• **Source excerpt**:
▬▬▬▬▬▬

B. The Timeframe for Nuclear Disarmament

The undefined timeframe for when nuclear disarmament should take place could give the impression that this is an obligation that can be postponed indefinitely. In contrast to article VI is article III that requires all non-NWS to accept safeguards for verifying compliance with the NPT and in paragraph 4 explicitly states that negotiation of a safeguards agreement shall commence within 180 days of the Treaty’s entry into force. However, the differences between articles III and VI should not be overstated. Article III requires the straightforward negotiation of a single verification regime, whereas nuclear disarmament is a far more complex process. Dismantling nuclear weapons is costly and needs to be carried out in a way that does not allow other States to discover how the weapons were developed in the first place. Even if nuclear disarmament was a long-term goal, it nonetheless demands that real progress be made. Thirty-six years after the NPT entered into force, nuclear weapons number in the tens of thousands. Such a lapse of time combined with continuing high numbers of nuclear weapons calls into question the “good faith” of the NWS – a matter discussed in detail below.

C. What Does “Good Faith” Mean in the Context of Article VI?

Article VI only obligates the NWS to “pursue negotiations in good faith”; it is not to start disarming unilaterally or as a group. The text calls for the “cessation of the nuclear arms race at an early date”, but does not indicate what this actually means. What does this mean in terms of the NWS’ obligations? It is not often that a treaty specifically refers to “good faith”, which is a fundamental principle underlining treaty interpretation and was formally codified in article 26 of the 1969 Vienna Convention on the Law of Treaties (VCLT). Authority regarding how the principle of “good faith” has been interpreted in international law is found in the Nuclear Test Cases where the Court stated:[13]

one of the basic principles governing the creation and performance of legal obligations, whatever their source, is the principle of good faith. Trust and confidence are inherent in international co-operation, in particular in an age when this co-operation in many fields is becoming increasingly essential.

▬▬▬▬▬▬

Some records:
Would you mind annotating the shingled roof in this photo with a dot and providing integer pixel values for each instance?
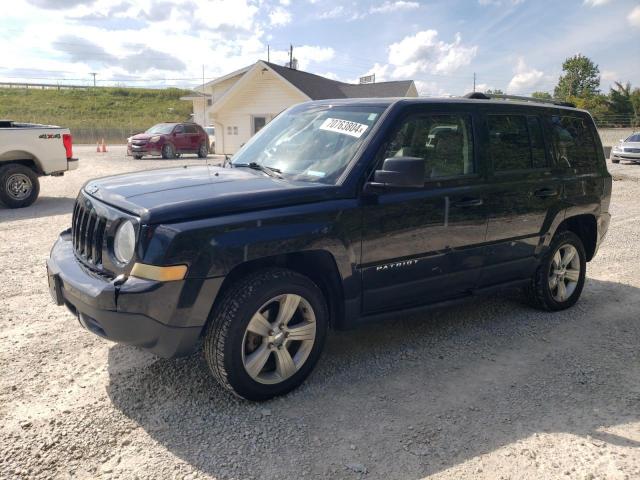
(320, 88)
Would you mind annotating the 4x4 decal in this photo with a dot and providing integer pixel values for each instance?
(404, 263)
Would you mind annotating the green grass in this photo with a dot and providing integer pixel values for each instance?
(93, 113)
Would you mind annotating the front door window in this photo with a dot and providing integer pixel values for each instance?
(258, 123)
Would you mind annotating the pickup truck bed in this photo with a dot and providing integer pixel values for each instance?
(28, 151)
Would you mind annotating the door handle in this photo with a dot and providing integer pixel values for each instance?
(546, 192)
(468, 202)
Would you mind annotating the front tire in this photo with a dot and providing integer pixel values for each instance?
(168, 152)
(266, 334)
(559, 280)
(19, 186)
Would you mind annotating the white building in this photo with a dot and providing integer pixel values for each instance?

▬▬▬▬▬▬

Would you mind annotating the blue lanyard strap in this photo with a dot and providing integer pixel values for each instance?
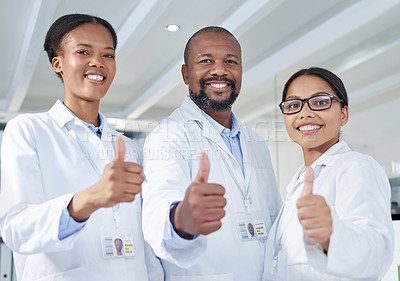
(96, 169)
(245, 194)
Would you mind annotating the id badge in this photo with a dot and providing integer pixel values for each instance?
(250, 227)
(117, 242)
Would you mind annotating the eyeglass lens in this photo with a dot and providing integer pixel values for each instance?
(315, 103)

▬▬▬▬▬▬

• **Required task**: In the nuclear disarmament text, reproduce the passage between "one of the basic" and "becoming increasingly essential.", inclusive, switching "Trust and confidence" to "Mutual reliance".

• **Solved exercise**:
one of the basic principles governing the creation and performance of legal obligations, whatever their source, is the principle of good faith. Mutual reliance are inherent in international co-operation, in particular in an age when this co-operation in many fields is becoming increasingly essential.